* _YOUR ASSIGNMENT_: In full and unchanged, output the entries that follow.

[Items from a dataset]
——————————

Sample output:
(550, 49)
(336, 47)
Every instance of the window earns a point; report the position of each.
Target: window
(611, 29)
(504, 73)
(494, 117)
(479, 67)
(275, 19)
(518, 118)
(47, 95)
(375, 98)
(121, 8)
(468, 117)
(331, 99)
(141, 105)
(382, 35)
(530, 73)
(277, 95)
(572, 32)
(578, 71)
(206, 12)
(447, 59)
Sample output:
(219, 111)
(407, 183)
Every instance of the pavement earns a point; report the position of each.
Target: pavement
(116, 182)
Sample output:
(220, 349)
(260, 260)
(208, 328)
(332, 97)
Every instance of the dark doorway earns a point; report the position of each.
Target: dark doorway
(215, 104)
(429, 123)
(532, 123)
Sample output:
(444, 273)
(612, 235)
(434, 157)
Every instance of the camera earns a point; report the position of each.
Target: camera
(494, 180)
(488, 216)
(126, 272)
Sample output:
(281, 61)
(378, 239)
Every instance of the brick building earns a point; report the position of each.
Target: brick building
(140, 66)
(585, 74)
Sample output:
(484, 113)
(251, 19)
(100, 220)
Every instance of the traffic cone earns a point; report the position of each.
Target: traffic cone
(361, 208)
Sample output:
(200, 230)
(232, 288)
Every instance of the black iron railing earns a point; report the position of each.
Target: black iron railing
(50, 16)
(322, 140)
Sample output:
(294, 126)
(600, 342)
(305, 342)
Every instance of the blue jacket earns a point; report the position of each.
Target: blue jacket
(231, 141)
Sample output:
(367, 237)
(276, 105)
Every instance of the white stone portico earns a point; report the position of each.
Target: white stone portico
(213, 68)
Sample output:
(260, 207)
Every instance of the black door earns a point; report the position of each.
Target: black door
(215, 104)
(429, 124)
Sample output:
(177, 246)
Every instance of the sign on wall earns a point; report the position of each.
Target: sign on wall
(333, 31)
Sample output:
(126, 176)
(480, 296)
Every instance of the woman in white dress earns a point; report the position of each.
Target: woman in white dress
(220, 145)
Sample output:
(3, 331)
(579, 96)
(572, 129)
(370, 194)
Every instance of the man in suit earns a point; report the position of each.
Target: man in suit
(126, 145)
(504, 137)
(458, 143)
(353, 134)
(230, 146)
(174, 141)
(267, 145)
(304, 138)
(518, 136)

——————————

* _WRITTEN RESPONSE_:
Sample output:
(550, 49)
(336, 47)
Every instance of the window earns a point; report the position of each.
Target: window
(611, 29)
(504, 73)
(494, 117)
(479, 67)
(275, 19)
(518, 118)
(47, 95)
(375, 98)
(121, 8)
(468, 117)
(331, 99)
(141, 105)
(382, 35)
(530, 73)
(277, 95)
(572, 32)
(578, 71)
(206, 12)
(447, 59)
Sample output:
(219, 111)
(407, 183)
Every instance of the pavement earns a point; report the position of each.
Target: pavement
(116, 182)
Sample output:
(220, 349)
(260, 260)
(208, 328)
(332, 97)
Every instance of the dark doorway earns a point; report the position of each.
Target: dark doorway
(215, 104)
(429, 123)
(532, 123)
Sample output:
(444, 273)
(612, 235)
(434, 157)
Every instance of the camera earns a point; report the position of each.
Target: camera
(494, 180)
(488, 216)
(126, 272)
Sample output:
(281, 61)
(378, 239)
Every instance of the brick building earns a point; report the position of each.
Target: brick building
(140, 66)
(585, 74)
Sample output:
(484, 113)
(251, 19)
(100, 220)
Every instance of the traffic cone earns a point; report the position of each.
Target: traffic cone
(361, 208)
Sample output:
(200, 230)
(232, 288)
Every instance of the black iron railing earns a point; report the position of each.
Target: black iron railing
(50, 16)
(322, 140)
Sample output:
(294, 126)
(600, 342)
(305, 342)
Every instance of the blue jacket earns a point; report the position of each.
Target: blue jacket
(231, 141)
Sample output:
(367, 237)
(276, 105)
Every instance of the white stone portico earns a point; report the position of each.
Target: white stone portico
(213, 68)
Sample output:
(260, 207)
Every instance of the black door earns a point; report the position of each.
Target: black door
(215, 104)
(429, 124)
Sample output:
(177, 246)
Every instance of the sign on wall earns a point; report the position of each.
Target: sign on wall
(333, 31)
Sample output:
(126, 176)
(480, 296)
Every instance of the woman in white dress earns a point; report the position of each.
Target: woman in white dress
(220, 145)
Sample output:
(3, 331)
(579, 96)
(572, 129)
(370, 194)
Every instance of the man in suit earns a point; report the position of each.
Target: man in suit
(126, 145)
(504, 137)
(458, 143)
(353, 134)
(230, 146)
(174, 141)
(267, 145)
(304, 138)
(518, 136)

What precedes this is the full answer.